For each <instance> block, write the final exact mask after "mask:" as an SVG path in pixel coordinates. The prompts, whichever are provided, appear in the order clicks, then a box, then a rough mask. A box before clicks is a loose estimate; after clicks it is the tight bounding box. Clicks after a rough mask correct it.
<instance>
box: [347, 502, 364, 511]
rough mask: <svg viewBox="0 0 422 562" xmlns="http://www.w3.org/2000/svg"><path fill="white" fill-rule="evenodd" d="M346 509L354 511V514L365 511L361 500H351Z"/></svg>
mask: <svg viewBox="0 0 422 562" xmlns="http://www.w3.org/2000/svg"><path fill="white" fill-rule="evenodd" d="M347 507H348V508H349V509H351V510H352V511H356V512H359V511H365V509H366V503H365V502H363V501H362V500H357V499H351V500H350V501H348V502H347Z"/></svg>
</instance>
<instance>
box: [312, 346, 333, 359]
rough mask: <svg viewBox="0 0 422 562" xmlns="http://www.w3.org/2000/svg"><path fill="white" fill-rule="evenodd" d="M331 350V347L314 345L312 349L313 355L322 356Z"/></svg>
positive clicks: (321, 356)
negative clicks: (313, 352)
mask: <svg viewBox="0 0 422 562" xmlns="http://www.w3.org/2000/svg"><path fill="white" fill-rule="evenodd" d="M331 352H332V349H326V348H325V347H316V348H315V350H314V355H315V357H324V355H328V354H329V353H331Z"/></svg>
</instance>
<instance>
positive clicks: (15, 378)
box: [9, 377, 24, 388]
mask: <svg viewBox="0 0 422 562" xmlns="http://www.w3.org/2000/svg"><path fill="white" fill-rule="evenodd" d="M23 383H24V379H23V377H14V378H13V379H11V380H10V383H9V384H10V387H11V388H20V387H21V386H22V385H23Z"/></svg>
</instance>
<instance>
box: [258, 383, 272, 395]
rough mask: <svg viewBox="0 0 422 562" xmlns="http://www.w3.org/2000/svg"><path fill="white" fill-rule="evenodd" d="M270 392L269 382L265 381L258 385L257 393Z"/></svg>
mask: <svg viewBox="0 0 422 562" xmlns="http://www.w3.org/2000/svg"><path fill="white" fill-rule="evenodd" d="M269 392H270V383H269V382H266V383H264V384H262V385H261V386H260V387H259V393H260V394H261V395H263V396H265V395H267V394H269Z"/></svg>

* * * * * * * * *

— What is required —
Having read the records above, print them out again exactly.

— Solution below —
For each <instance> block, write the final exact mask after "mask:" as an SVG path in pixel coordinates. The prompts, whichever are provided, appear in the order clicks, then a box, then a rough mask. A box before clicks is a loose estimate; after clicks it is the tight bounding box. Clicks after a rough mask correct it.
<instance>
box: [347, 502, 364, 511]
rough mask: <svg viewBox="0 0 422 562" xmlns="http://www.w3.org/2000/svg"><path fill="white" fill-rule="evenodd" d="M346 509L354 511V514L365 511L361 500H351Z"/></svg>
mask: <svg viewBox="0 0 422 562" xmlns="http://www.w3.org/2000/svg"><path fill="white" fill-rule="evenodd" d="M347 507H348V508H349V509H351V510H352V511H356V512H359V511H365V509H366V503H365V502H363V501H362V500H357V499H351V500H350V501H348V502H347Z"/></svg>
</instance>
<instance>
box: [312, 346, 333, 359]
rough mask: <svg viewBox="0 0 422 562" xmlns="http://www.w3.org/2000/svg"><path fill="white" fill-rule="evenodd" d="M331 350V347L314 345L312 349L313 355L322 356Z"/></svg>
positive clicks: (321, 356)
negative clicks: (313, 352)
mask: <svg viewBox="0 0 422 562" xmlns="http://www.w3.org/2000/svg"><path fill="white" fill-rule="evenodd" d="M331 352H332V349H326V348H325V347H316V348H315V350H314V355H315V357H324V355H328V354H329V353H331Z"/></svg>
</instance>
<instance>
positive clicks: (15, 378)
box: [9, 377, 24, 388]
mask: <svg viewBox="0 0 422 562" xmlns="http://www.w3.org/2000/svg"><path fill="white" fill-rule="evenodd" d="M23 383H24V379H23V377H14V378H13V379H11V380H10V383H9V384H10V387H11V388H20V387H21V386H22V385H23Z"/></svg>
</instance>
<instance>
box: [258, 383, 272, 395]
rough mask: <svg viewBox="0 0 422 562" xmlns="http://www.w3.org/2000/svg"><path fill="white" fill-rule="evenodd" d="M270 392L269 382L265 381L258 385L257 393Z"/></svg>
mask: <svg viewBox="0 0 422 562" xmlns="http://www.w3.org/2000/svg"><path fill="white" fill-rule="evenodd" d="M269 392H270V383H269V382H266V383H264V384H262V385H261V386H260V387H259V393H260V394H261V395H263V396H265V395H267V394H269Z"/></svg>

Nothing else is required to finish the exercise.